(Stored entries)

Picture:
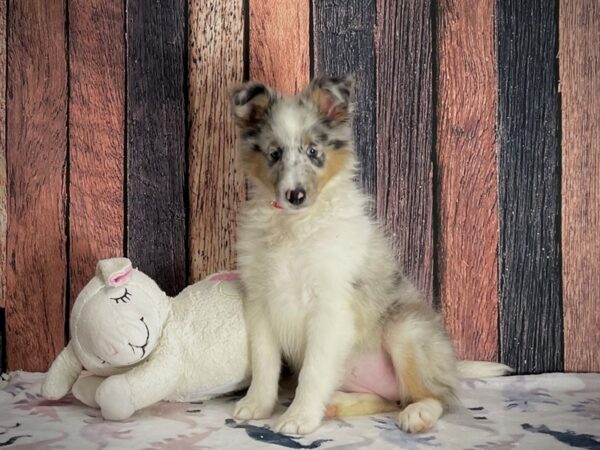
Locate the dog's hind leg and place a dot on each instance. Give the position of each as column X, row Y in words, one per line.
column 424, row 363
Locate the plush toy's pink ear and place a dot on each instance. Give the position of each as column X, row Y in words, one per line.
column 114, row 271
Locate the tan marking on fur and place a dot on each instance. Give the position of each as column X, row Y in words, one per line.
column 255, row 166
column 335, row 162
column 410, row 378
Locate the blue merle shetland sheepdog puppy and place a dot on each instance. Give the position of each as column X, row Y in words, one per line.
column 323, row 289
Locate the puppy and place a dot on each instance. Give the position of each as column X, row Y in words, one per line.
column 323, row 289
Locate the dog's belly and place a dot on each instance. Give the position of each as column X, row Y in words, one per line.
column 374, row 373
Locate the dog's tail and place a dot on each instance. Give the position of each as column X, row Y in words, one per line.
column 482, row 369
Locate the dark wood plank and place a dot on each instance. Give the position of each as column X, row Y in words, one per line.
column 96, row 135
column 3, row 217
column 404, row 134
column 466, row 183
column 156, row 134
column 344, row 42
column 216, row 181
column 580, row 100
column 279, row 47
column 36, row 160
column 529, row 177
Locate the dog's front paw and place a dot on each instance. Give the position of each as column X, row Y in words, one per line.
column 253, row 408
column 114, row 398
column 298, row 421
column 420, row 416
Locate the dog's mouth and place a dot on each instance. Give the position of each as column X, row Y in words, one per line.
column 144, row 345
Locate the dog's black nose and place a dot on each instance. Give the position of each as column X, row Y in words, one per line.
column 296, row 197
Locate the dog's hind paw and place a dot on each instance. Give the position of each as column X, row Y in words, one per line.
column 420, row 416
column 298, row 422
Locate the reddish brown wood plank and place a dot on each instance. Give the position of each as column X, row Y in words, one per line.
column 579, row 49
column 36, row 160
column 279, row 47
column 216, row 182
column 404, row 134
column 96, row 135
column 466, row 185
column 3, row 217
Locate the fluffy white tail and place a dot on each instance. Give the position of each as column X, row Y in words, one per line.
column 482, row 369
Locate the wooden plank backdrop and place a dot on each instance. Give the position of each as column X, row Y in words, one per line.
column 215, row 63
column 404, row 135
column 96, row 136
column 156, row 223
column 466, row 182
column 344, row 41
column 119, row 140
column 580, row 92
column 36, row 157
column 529, row 186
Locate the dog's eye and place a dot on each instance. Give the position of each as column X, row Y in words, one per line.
column 275, row 155
column 311, row 152
column 123, row 298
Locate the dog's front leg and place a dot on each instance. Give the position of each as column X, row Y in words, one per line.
column 330, row 337
column 265, row 353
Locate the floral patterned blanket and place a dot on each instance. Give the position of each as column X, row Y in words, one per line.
column 550, row 411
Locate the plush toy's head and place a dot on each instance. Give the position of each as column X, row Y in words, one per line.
column 118, row 317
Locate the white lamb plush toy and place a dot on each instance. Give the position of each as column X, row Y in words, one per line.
column 141, row 346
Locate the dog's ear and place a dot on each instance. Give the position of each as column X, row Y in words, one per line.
column 332, row 97
column 250, row 103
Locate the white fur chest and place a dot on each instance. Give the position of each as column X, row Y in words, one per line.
column 291, row 262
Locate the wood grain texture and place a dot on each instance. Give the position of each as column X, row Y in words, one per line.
column 529, row 193
column 344, row 42
column 216, row 181
column 3, row 200
column 466, row 181
column 96, row 135
column 156, row 150
column 279, row 47
column 580, row 92
column 404, row 134
column 36, row 160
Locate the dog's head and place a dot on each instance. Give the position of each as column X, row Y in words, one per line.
column 294, row 146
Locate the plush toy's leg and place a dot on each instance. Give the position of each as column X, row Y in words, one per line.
column 357, row 404
column 85, row 388
column 62, row 374
column 119, row 396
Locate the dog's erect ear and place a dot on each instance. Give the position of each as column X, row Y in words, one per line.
column 332, row 97
column 250, row 102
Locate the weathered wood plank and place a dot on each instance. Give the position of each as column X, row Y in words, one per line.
column 36, row 161
column 529, row 177
column 96, row 135
column 580, row 93
column 279, row 47
column 216, row 181
column 344, row 42
column 3, row 217
column 404, row 134
column 466, row 183
column 156, row 150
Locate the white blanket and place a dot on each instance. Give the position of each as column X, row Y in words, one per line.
column 550, row 411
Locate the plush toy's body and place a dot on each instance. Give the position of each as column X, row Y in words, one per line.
column 140, row 346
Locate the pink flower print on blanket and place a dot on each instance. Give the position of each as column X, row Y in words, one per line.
column 39, row 406
column 224, row 276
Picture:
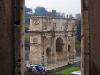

What you should do ▸ Copy every row above word for word, and leave the pictures out of your copy.

Answer to the problem ▸
Picture:
Locate the dog's hind leg and place a dot on each instance. Give the position of each as column X, row Y in words, one per line.
column 424, row 363
Locate the plush toy's pink ear and place a dot on each instance. Give the position of each as column X, row Y in words, one per line.
column 114, row 271
Locate the tan marking on fur and place a dot on each instance. Give the position of each as column X, row Y in words, one per line.
column 255, row 166
column 335, row 162
column 410, row 378
Locate the blue merle shetland sheepdog puppy and place a dot on each instance. Give the position of each as column X, row Y in words, one per line.
column 323, row 289
Locate the puppy and place a dot on each instance. Give the position of each as column X, row Y in words, one per line.
column 323, row 289
Locate the dog's belly and place a dot on each instance. Give the position of each as column X, row Y in words, one per line.
column 374, row 373
Locate the dog's tail and place a dot on each instance. Give the position of each as column X, row Y in words, one per line.
column 482, row 369
Locate the dark wood plank and place a dot on each instance. Give the position of each as column X, row Y in words, one per line.
column 96, row 135
column 3, row 217
column 404, row 134
column 466, row 183
column 156, row 134
column 344, row 42
column 216, row 181
column 580, row 100
column 279, row 47
column 36, row 160
column 529, row 177
Locate the dog's front paw and place a dot on each instance. Give the position of each as column X, row Y in words, one per line.
column 253, row 408
column 114, row 398
column 298, row 421
column 420, row 416
Locate the dog's mouth and place a dot on each instance. Give the position of each as column X, row Y in words, one per line.
column 144, row 345
Locate the dog's black nose and place a dot on each instance. Give the position of each as column X, row Y in words, one per line.
column 296, row 197
Locate the dog's hind paw and place a dot on each instance. Give the position of each as column X, row Y in words, one per line.
column 420, row 416
column 298, row 422
Locate the reddish brown wood plank and place a dot on each instance. Give the position of each as column X, row Y in words, one per line.
column 579, row 49
column 36, row 160
column 279, row 47
column 216, row 182
column 404, row 134
column 96, row 135
column 466, row 185
column 3, row 217
Locate the fluffy white tail and place a dot on each instance. Give the position of each as column X, row Y in words, one per line.
column 482, row 369
Locate the wooden plank backdrop and place a dot on each instance. Give the position of each as column X, row Y in words, one per line.
column 215, row 63
column 404, row 135
column 96, row 136
column 156, row 223
column 466, row 182
column 344, row 41
column 119, row 140
column 580, row 92
column 36, row 157
column 529, row 186
Locate the dog's eye and place a dot on each instance. Give the position of each as column X, row Y in words, one per line.
column 275, row 155
column 311, row 152
column 123, row 298
Locate the dog's front leg and place a dot on each instance. Give the position of each as column X, row Y in words, one per line.
column 330, row 337
column 265, row 353
Locate the floral patterned blanket and place a dot on each instance. Give the position of each as column X, row Y in words, one per line.
column 550, row 411
Locate the plush toy's head and place a dot on each instance. Give the position of each as column X, row Y in words, one per line.
column 118, row 317
Locate the white lamb plush toy and place a dot on each instance. Give the position of each as column X, row Y in words, one per line.
column 141, row 346
Locate the dog's ear and place a dot on each instance. Give the position of each as column X, row Y in words, one per line.
column 332, row 97
column 250, row 103
Locate the white fur chest and place a dot on each instance. Give the position of each as column X, row Y in words, one per line.
column 291, row 262
Locate the wood grain texture and place a dot on each instance. Give the position of each as column X, row Y in words, one per line.
column 529, row 193
column 344, row 42
column 216, row 181
column 3, row 200
column 466, row 181
column 96, row 135
column 156, row 150
column 279, row 47
column 580, row 92
column 404, row 134
column 36, row 160
Locate the dog's head and place a dot on each instance. Give the position of each as column X, row Y in words, one per line.
column 294, row 146
Locate the plush toy's leg and place a dot on each instance. Give the position of each as column X, row Y in words, one per line.
column 357, row 404
column 85, row 388
column 62, row 374
column 119, row 396
Locate the dog's erect ear and place a dot on each instance. Give the position of each as column X, row Y in words, one per line.
column 332, row 97
column 250, row 102
Locate the weathered wood plank and place a dot on each instance. Give the position of each as column X, row Y in words, one per line.
column 36, row 161
column 529, row 177
column 96, row 135
column 580, row 93
column 279, row 47
column 216, row 181
column 344, row 42
column 3, row 217
column 404, row 134
column 466, row 183
column 156, row 150
Locate the white blanket and place a dot on each instance. Give the position of each as column X, row Y in words, one per line.
column 550, row 411
Locate the plush toy's body and place a dot on each instance. Give the position of each as column X, row Y in words, one per line.
column 140, row 346
Locate the pink flower print on blanket and place a dot on each instance. Give the position of each as column X, row Y in words, one per line.
column 39, row 406
column 224, row 276
Picture:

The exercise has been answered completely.